>> BEGIN
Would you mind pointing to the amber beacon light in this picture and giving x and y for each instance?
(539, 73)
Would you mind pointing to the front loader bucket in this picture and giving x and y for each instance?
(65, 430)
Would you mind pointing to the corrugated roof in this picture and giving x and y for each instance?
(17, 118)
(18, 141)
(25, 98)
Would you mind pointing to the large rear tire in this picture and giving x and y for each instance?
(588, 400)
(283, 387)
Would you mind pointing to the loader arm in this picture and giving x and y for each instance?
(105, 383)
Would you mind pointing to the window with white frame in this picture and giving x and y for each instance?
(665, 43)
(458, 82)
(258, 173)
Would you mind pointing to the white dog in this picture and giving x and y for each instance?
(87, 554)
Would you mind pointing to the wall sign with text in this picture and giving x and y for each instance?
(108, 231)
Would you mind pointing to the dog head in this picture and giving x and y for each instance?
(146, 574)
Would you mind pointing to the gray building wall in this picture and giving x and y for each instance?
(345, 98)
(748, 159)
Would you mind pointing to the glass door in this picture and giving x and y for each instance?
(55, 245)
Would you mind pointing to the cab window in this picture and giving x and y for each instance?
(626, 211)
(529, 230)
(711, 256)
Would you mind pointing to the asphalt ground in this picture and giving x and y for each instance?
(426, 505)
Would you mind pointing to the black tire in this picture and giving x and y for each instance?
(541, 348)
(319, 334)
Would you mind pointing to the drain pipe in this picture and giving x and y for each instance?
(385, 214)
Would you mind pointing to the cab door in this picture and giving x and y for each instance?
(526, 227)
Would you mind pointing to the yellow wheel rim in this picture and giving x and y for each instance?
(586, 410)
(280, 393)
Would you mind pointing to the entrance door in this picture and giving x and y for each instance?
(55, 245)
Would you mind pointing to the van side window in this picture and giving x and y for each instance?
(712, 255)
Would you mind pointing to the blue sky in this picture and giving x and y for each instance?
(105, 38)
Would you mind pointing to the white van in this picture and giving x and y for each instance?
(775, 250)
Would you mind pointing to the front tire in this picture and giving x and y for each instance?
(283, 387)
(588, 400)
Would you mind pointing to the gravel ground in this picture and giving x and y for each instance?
>> END
-- WRITTEN EXERCISE --
Begin at the line containing "Would you mind pointing to the black" and reproduce each line through the end of the records above.

-- RESULT --
Would you mind pointing to the black tire in this picture and giving x and y for each instance?
(541, 348)
(319, 334)
Would you mind pointing to the drain pipe in this picture and giving x and y for each instance?
(385, 214)
Would you mind pointing to the cab door in this picture and giving x and y for each instance?
(526, 227)
Would you mind pointing to the yellow wheel rim in this picture and giving x and y for each instance?
(586, 410)
(280, 393)
Would you mind pointing to the entrance door in this picture and giving x and y for each instance?
(55, 245)
Would you mind pointing to the van side window in this picture and giving x and y for each instance?
(712, 255)
Would you mind pointing to the blue sky in this picture and giving x and y for each instance?
(105, 38)
Would you mind pointing to the white van in this picture and giving x and y for each instance?
(775, 250)
Would you mind pointing to the front tire in this picture and giving x and y for each instance?
(283, 387)
(588, 400)
Would you mind pointing to the gravel ground in this picture and giving x and y for each instance?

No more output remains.